Las alumnas estudian en el laboratorio la preparación de una fórmula complicada.

—¿Y no sería más humano dejar que estos animalitos enfermos se murieran de una vez?… Por lo menos, no se les haría sufrir tanto…

El profesor y sus discípulas me miran como se mira, a la persona que acaba de decir una tontería irreparable. Después, haciéndose cargo de que la culpa ha sido de mi ignorancia, me explican: 

—Eso no se puede ni se debe hacer. Hay que agotar todas las posibilidades de salvar a un animal como se agotan las de salvar a una persona. Para eso estudiamos y nos afanamos nosotros. Antiguamente, los veterinarios rurales, que tenían sólo una somera idea de lo que son los animales, solían hacer eso. Cuando se encontraban ante un caso grave que era fácil resolver, recomendaban a los dueños del animalito que le dejaran morir, o para acabar antes, que le pegaran un tiro. Hoy no se puede ni se debe hacer semejante cosa.

[…]

—Aquí presenciamos escenas realmente conmovedoras—me dice ahora una de las señoritas veterinarias—. Hace poco se presentó aquí un chico joven, un obrerillo vestido con un «mono» de mecánico. Venía desconsolado y lloraba acariciando a una gata moribunda que traía en los brazos. La gatita en cuestión llevaba cuatro días de parto. Le dijimos a su dueño que era preciso hacer al animal la operación cesárea, pero que aun así, lo más probable sería que muriese. Daba pena ver cómo lloraba el pobre hombre y cómo nos suplicaba que hiciésemos todo lo humanamente posible para salvar a la desgraciada gata. Lo hicimos, en efecto. Durante los días que la vida de la gata estuvo en peligro, su dueño se pasaba aquí las mañanas enteras con ella haciéndole mil arrumacos

[…]

—Yo pienso poner una clínica de perros, gatos, loros, etc. Tengo la ilusión de hacer un verdadero sanatorio de estos animalitos, a quienes tanto quiere la gente. Yo creo que no me faltará qué hacer… Aquí me he dado cuenta de que este es un asunto que puede resultar muy provechoso para nosotras, las mujeres. 

JOSÉ LORA FANROMA

NOTAS

Brunhilda, la muchacha entrevistada, no llegó a ejercer la profesión. Lo único que he hallado de ella, de momento, es que «ayudó a su padre en las tareas para acoger a los exiliados españoles en México, especialmente a los niños.» (Fuente: Diario de León)

Gordon Ordás, padre de Brunhilda, aunque tenía «profundos conocimientos de las técnicas veterinarias más innovadoras de su época, sus conocimientos no fueron bien valorados por las autoridades en un país atrasado científicamente. Fue el primero en proponer el establecimiento de registros pecuarios en todo el territorio nacional para un mejor control del ganado y de las enfermedades y epidemias».

«Consiguió que durante la Segunda República se crease una Dirección General de Ganadería, dándose por primera vez en España un tratamiento unitario y global a la ganadería y a sus técnicos, promoviendo la Ley de Policía Sanitaria pecuaria​ e incluyendo una renovación integral de la veterinaria.» (Fuente: Wikipedia).

## FILAS DE DATOS
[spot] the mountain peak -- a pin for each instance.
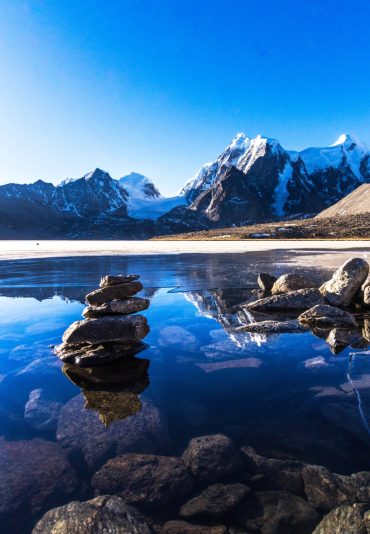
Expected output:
(97, 173)
(349, 141)
(139, 186)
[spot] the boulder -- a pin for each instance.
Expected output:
(367, 295)
(102, 514)
(107, 329)
(114, 307)
(34, 475)
(40, 412)
(339, 338)
(81, 433)
(291, 282)
(273, 474)
(345, 282)
(182, 527)
(87, 355)
(324, 316)
(113, 280)
(115, 292)
(294, 300)
(265, 281)
(144, 478)
(275, 512)
(326, 490)
(215, 501)
(353, 519)
(212, 458)
(112, 406)
(274, 327)
(130, 374)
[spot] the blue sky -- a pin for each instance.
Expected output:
(161, 86)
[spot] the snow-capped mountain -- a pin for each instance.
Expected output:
(253, 180)
(144, 199)
(258, 180)
(96, 193)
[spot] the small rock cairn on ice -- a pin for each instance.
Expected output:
(109, 331)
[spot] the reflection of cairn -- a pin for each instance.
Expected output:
(111, 390)
(109, 330)
(337, 311)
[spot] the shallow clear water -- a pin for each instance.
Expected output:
(286, 395)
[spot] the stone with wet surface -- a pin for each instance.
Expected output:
(327, 316)
(294, 300)
(341, 289)
(102, 514)
(107, 329)
(113, 280)
(116, 307)
(291, 282)
(115, 292)
(145, 478)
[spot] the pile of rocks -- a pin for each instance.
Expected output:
(215, 487)
(109, 331)
(317, 308)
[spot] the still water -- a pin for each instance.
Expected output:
(286, 395)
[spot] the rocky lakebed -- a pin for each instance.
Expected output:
(191, 458)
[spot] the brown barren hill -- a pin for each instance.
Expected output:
(356, 203)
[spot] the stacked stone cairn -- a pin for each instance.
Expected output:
(337, 311)
(109, 331)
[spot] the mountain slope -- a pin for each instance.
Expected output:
(144, 200)
(257, 179)
(356, 203)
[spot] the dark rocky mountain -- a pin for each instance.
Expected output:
(252, 181)
(94, 206)
(256, 180)
(356, 203)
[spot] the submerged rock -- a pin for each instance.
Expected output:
(272, 326)
(117, 307)
(34, 474)
(102, 514)
(294, 300)
(215, 501)
(112, 405)
(41, 413)
(145, 478)
(266, 281)
(273, 474)
(339, 338)
(115, 292)
(345, 282)
(182, 527)
(353, 519)
(367, 295)
(212, 458)
(327, 316)
(113, 280)
(87, 355)
(107, 329)
(276, 512)
(291, 282)
(326, 490)
(81, 433)
(131, 373)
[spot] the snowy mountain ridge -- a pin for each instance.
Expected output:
(283, 183)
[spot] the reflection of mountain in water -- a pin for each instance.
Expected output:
(223, 305)
(359, 377)
(112, 390)
(67, 293)
(226, 306)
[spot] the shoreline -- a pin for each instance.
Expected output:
(28, 249)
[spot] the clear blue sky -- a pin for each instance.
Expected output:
(161, 86)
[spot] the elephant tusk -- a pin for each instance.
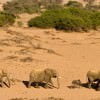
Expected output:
(59, 77)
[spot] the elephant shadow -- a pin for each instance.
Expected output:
(34, 84)
(93, 86)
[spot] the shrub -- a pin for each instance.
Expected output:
(69, 19)
(74, 4)
(53, 6)
(95, 20)
(6, 19)
(21, 6)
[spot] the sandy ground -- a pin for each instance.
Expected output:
(71, 54)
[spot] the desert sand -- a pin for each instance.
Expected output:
(71, 54)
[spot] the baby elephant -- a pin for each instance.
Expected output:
(4, 74)
(43, 76)
(93, 76)
(76, 83)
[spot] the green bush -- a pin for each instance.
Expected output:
(6, 19)
(74, 4)
(69, 19)
(21, 6)
(53, 6)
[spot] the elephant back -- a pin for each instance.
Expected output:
(37, 75)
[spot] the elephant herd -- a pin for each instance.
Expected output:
(45, 76)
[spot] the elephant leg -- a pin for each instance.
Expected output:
(9, 84)
(89, 83)
(49, 84)
(2, 84)
(37, 85)
(98, 86)
(29, 84)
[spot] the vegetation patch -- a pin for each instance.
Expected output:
(21, 6)
(69, 19)
(6, 19)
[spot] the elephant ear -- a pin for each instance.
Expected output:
(48, 72)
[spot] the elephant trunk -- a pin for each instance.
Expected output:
(58, 83)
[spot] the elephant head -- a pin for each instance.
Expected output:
(51, 73)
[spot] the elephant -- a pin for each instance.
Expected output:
(76, 83)
(4, 74)
(43, 76)
(93, 76)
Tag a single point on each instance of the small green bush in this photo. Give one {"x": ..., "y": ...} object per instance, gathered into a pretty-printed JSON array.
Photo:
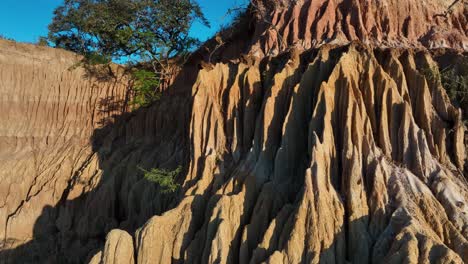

## QUÉ SE PIDE
Por favor, copia el texto sobre las estudiantes de veterinaria empezando en "JOSÉ LORA FANROMA" y terminando en "Diario de León)", y sustituye "la muchacha entrevistada" por "la joven entrevistada".

## RESULTADO OBTENIDO
JOSÉ LORA FANROMA

NOTAS

Brunhilda, la joven entrevistada, no llegó a ejercer la profesión. Lo único que he hallado de ella, de momento, es que «ayudó a su padre en las tareas para acoger a los exiliados españoles en México, especialmente a los niños.» (Fuente: Diario de León)